§ What to work on: Set down, word for word, the stretch of the blog post below about the frozen-shirt game from "So here I am" through "and put it on.".

§ Supplied text:

- - - - -

Sunday, 30 August 2009


So here I am choking and gagging on my gum, and I came up with this genius idea. I will do the blog backwards. No, I'm not going to type everything backwards... I have a life, you know? BUT instead of doing my whole "deep" paragraph thing first, I'm going to do the Pearls Of Wisdom! Way to switch it up yah?

  • So, yesterday I went to Emma's house. I don't mean to gloat or shove the cake in your faces, but I really loved it! So, we first did this thing where we took frozen shirts (yes people, you heard me) and the goal was to thaw the shirt out and put it on.
  • I was with Danielle and this is sort of how the rest of the game went:
DANIELLE: So... uh... how do we do this?
SYD: *
grabs the shirt and holds it to chest* Danielle! Hug me! *Danielle comes and gives me a giant hug and we start spinning in circles. Our shirts start to get REALLY wet.*
DANIELLE: Quick pull it apart!

SYD: OW! I think I broke a nail
DANIELLE: Don't be a baby!
EMMA: OH MY GOSH WE GOT SOME OF IT! *look of horror crosses every one's face* DANIELLE: Sydney! Keep hugging me!!!!
  • OK, time for narrator to interrupt here... I'm not a very huggy person, so this was, to say the least... interesting.

- - - - -

§ Data segment:

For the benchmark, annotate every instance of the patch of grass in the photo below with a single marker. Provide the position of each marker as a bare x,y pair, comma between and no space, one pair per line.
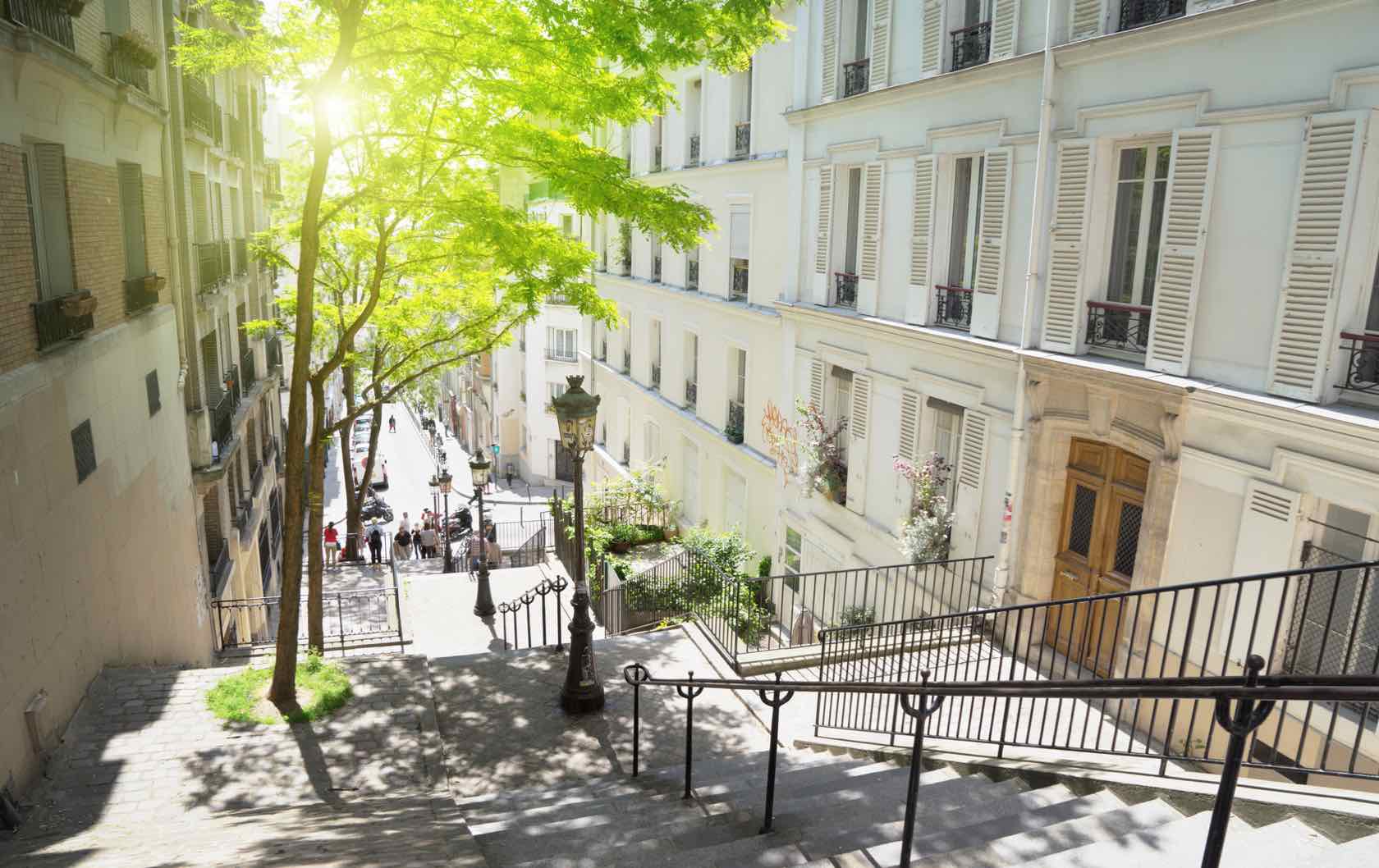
243,697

- - - - -

§ Exercise output:
So here I am choking and gagging on my gum, and I came up with this genius idea. I will do the blog backwards. No, I'm not going to type everything backwards... I have a life, you know? BUT instead of doing my whole "deep" paragraph thing first, I'm going to do the Pearls Of Wisdom! Way to switch it up yah?

  • So, yesterday I went to Emma's house. I don't mean to gloat or shove the cake in your faces, but I really loved it! So, we first did this thing where we took frozen shirts (yes people, you heard me) and the goal was to thaw the shirt out and put it on.